## Extracto de la página:
********************

Examinamos a fondo el controlador inalámbrico inspirado en el espadachín de los Sombrero de Paja, destacando su equilibrio entre coste, estética y rendimiento técnico para los jugadores más exigentes.
Nosotros hemos tenido la oportunidad de probar el Fantech EOS Pro II A en su variante temática de Roronoa Zoro. Debo admitir que, aunque al principio me sentía algo escéptico por si el diseño era demasiado llamativo, el resultado final me ha convencido bastante. El mando luce una combinación de verde oscuro, negro y dorado que captura muy bien la esencia del personaje. No es solo una cara bonita, ya que el acabado mate resulta muy agradable al tacto y el peso de 272 gramos se siente sólido en las manos, evitando esa sensación de juguete barato que tienen otros periféricos de este rango de precio.


En cuanto a su funcionamiento, la conectividad triple es un acierto total. He estado probando la conexión inalámbrica de 2.4 GHz y la respuesta es inmediata, sin notar retardos molestos durante las partidas. Es un alivio ver que un mando que cuesta menos de 50 euros incluya tecnología Hall-Effect en los analógicos, lo que nos garantiza olvidarnos del famoso drift que tanto nos amarga la vida a los jugadores. La precisión es notable y, aunque los botones son de membrana, la respuesta táctil es más que correcta para el uso diario.

********************

## Datos extraídos:
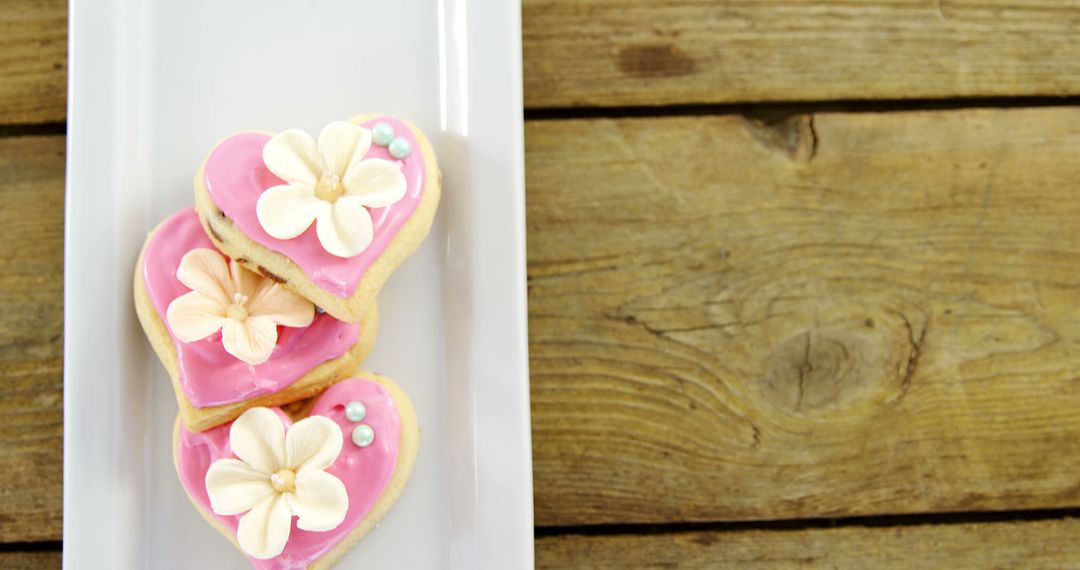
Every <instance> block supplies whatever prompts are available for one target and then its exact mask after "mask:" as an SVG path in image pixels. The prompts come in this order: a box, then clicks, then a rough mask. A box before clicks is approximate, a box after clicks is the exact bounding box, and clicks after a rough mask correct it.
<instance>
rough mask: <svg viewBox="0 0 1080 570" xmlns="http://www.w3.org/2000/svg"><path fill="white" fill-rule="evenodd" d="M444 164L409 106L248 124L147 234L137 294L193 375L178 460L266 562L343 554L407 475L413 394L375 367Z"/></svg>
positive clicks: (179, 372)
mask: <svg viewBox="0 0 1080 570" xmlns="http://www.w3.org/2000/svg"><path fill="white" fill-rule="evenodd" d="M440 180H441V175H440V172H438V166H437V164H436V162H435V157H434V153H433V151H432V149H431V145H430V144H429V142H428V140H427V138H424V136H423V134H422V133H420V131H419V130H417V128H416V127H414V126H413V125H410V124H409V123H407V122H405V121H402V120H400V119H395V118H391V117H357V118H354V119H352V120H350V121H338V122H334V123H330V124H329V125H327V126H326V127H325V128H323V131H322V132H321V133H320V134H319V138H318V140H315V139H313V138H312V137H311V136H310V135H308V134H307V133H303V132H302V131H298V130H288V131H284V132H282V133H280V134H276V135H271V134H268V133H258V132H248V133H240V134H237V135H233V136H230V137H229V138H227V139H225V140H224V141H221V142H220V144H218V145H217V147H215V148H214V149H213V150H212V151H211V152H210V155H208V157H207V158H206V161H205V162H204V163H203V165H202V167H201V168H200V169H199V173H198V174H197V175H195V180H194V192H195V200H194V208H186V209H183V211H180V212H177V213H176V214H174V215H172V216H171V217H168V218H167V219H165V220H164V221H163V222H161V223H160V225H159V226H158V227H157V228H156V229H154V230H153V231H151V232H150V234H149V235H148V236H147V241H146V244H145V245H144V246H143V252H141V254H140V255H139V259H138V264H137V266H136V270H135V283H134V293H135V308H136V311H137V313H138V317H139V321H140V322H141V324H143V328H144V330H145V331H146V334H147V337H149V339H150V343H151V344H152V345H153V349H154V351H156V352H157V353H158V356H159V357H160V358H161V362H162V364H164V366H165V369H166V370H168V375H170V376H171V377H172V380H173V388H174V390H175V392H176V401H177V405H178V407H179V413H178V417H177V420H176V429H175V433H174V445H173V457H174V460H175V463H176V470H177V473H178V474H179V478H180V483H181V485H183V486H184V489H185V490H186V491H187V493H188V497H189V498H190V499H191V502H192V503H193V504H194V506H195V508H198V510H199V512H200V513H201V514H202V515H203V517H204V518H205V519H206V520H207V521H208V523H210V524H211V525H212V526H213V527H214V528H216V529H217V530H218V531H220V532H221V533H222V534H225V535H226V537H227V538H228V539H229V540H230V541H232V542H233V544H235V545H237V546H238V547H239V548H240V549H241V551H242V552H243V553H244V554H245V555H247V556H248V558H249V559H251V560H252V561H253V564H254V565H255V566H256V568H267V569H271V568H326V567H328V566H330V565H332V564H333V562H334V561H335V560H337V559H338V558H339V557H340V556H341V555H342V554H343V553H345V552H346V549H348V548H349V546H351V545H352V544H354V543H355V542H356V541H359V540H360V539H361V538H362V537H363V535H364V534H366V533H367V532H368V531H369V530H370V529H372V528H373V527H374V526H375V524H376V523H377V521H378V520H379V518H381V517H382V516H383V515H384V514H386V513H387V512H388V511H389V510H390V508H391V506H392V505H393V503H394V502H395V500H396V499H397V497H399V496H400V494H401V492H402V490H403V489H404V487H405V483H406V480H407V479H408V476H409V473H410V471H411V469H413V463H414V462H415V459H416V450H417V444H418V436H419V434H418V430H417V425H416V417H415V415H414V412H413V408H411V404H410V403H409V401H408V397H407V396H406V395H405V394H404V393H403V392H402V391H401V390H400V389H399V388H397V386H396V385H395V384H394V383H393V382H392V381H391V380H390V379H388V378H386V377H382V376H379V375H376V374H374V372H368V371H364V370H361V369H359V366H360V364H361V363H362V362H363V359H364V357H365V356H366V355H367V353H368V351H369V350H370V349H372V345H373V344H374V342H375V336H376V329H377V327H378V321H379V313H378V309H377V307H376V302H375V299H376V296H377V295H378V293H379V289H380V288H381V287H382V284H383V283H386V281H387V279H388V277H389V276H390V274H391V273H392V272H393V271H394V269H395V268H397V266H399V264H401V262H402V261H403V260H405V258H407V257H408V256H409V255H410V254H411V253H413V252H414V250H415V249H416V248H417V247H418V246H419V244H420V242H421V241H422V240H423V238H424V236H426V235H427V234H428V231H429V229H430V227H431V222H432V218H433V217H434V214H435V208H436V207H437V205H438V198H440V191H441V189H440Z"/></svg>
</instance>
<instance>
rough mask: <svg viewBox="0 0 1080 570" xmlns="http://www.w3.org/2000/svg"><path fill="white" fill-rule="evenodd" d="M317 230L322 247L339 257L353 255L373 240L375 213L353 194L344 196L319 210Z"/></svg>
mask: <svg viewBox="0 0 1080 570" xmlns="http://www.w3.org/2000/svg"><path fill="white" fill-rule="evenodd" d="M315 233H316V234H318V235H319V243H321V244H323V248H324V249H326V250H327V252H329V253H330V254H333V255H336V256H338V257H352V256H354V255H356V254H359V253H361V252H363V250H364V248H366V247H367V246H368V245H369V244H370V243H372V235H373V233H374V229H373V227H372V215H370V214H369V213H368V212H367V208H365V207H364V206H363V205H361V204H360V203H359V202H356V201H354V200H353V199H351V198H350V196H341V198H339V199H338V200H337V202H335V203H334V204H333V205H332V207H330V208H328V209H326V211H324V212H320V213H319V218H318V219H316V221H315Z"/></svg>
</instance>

********************

## Tareas pendientes:
1/ Indica si cada afirmación coincide con la reseña del mando y cita literalmente las palabras de la reseña que lo deciden: (a) el mando pesa 272 gramos; (b) los botones del mando son mecánicos; (c) el mando cuesta más de 50 euros.
2/ Extrae literalmente de la reseña del mando el fragmento que va desde "Nosotros hemos tenido" hasta "rango de precio.".

## Respuestas en orden:
1/
(a) Sí: «el peso de 272 gramos se siente sólido en las manos».
(b) No: «aunque los botones son de membrana».
(c) No: «un mando que cuesta menos de 50 euros».

2/
Nosotros hemos tenido la oportunidad de probar el Fantech EOS Pro II A en su variante temática de Roronoa Zoro. Debo admitir que, aunque al principio me sentía algo escéptico por si el diseño era demasiado llamativo, el resultado final me ha convencido bastante. El mando luce una combinación de verde oscuro, negro y dorado que captura muy bien la esencia del personaje. No es solo una cara bonita, ya que el acabado mate resulta muy agradable al tacto y el peso de 272 gramos se siente sólido en las manos, evitando esa sensación de juguete barato que tienen otros periféricos de este rango de precio.